**CONSIGNA A:** Reescribe el tramo del texto sobre el conocimiento en Isaac que va desde "La originalidad de" hasta "las cosas corpóreas.", sustituyendo "sensación" por "percepción".
**CONSIGNA B:** Según el texto sobre el conocimiento en Isaac, ¿qué considera Isaac la condición necesaria del conocimiento racional?
**CONSIGNA C:** Continúa, por favor, el texto sobre el conocimiento en Isaac a partir de su última oración.

**FUENTE:**
════════

La originalidad de Isaac consiste precisamente en haber pretendido establecer, a través de esta gradación propia del proceso cognoscitivo, algunos escalones ascendentes en conexión y continuidad con otros descendentes. Por un extremo, el conocimiento procede, para él, de abajo hacia arriba; por el otro, de arriba hacia abajo. En efecto, como un aristotélico cualquiera, Isaac considera que el conocimiento sensorial es la condición necesaria del conocimiento racional.

La razón no podría funcionar sin el aporte de los sentidos, cuya actividad supone necesariamente.

De esta manera la sensación (sensus corporeus) viene a ser la puerta obligada del concepto. Por la sensación el alma se representa las formas corpóreas de las cosas corpóreas.

════════

**EXTRACTO DE ORIGEN:**
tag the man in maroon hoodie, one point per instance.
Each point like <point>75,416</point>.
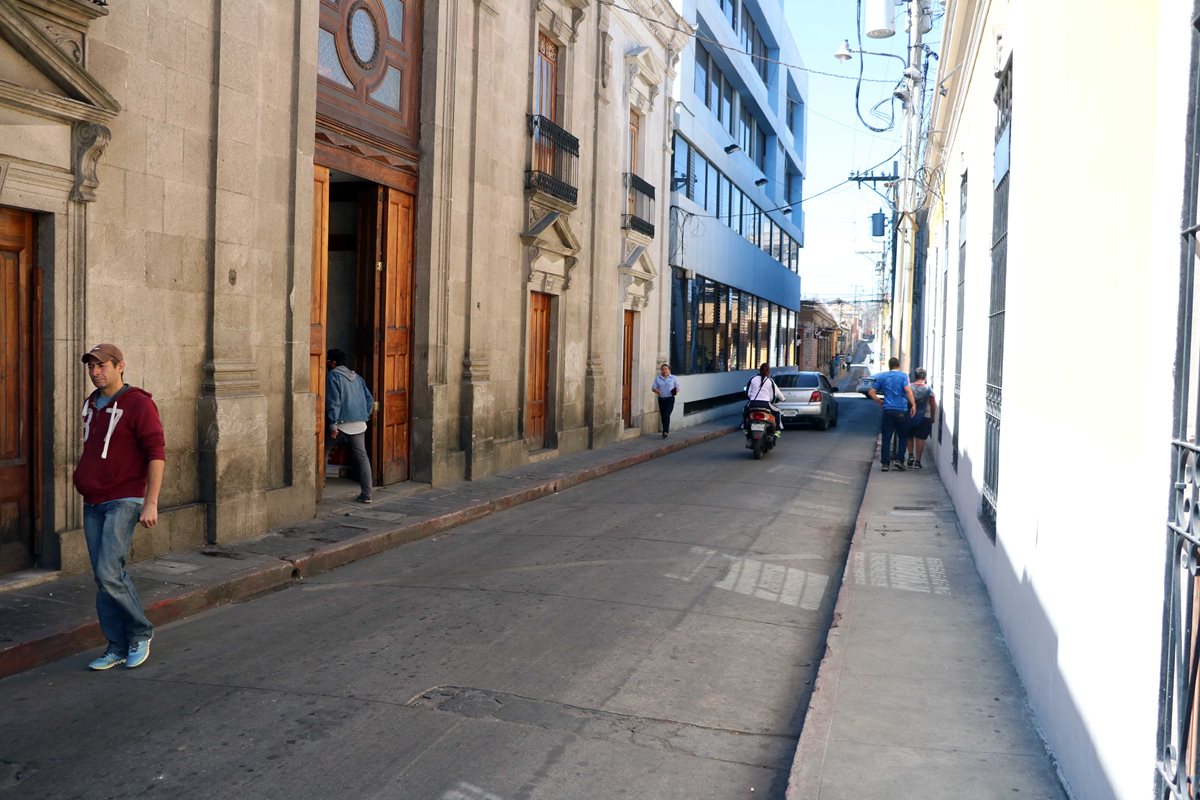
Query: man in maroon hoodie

════════

**RESPUESTA A:**
La originalidad de Isaac consiste precisamente en haber pretendido establecer, a través de esta gradación propia del proceso cognoscitivo, algunos escalones ascendentes en conexión y continuidad con otros descendentes. Por un extremo, el conocimiento procede, para él, de abajo hacia arriba; por el otro, de arriba hacia abajo. En efecto, como un aristotélico cualquiera, Isaac considera que el conocimiento sensorial es la condición necesaria del conocimiento racional.

La razón no podría funcionar sin el aporte de los sentidos, cuya actividad supone necesariamente.

De esta manera la percepción (sensus corporeus) viene a ser la puerta obligada del concepto. Por la percepción el alma se representa las formas corpóreas de las cosas corpóreas.

**RESPUESTA B:** El conocimiento sensorial.

**RESPUESTA C:**
Se define, por consiguiente, por una doble relación con su objeto material y con su objeto formal: con las cosas corpóreas a las que aprehende en cuanto son corpóreas. Pero esta doble relación no basta; las cosas corpóreas en cuanto corpóreas son aprehendidas como presentes, es decir, en un acto casi corpóreo de yuxtaposición espacial. De ahí que, aun cuando todo acto cognoscitivo suponga una cierta elevación con respecto a lo puramente corpóreo, la sensación puede ser llamada con propiedad, corpórea, en cuanto por su objeto (material y formal) no llega a trascender lo corpóreo y también en cuanto se ejerce por medio de instrumentos que, siendo en sí mismos corpóreos, se adecuan al carácter del acto, el cual exige como condición sine qua non la contigüidad física del objeto.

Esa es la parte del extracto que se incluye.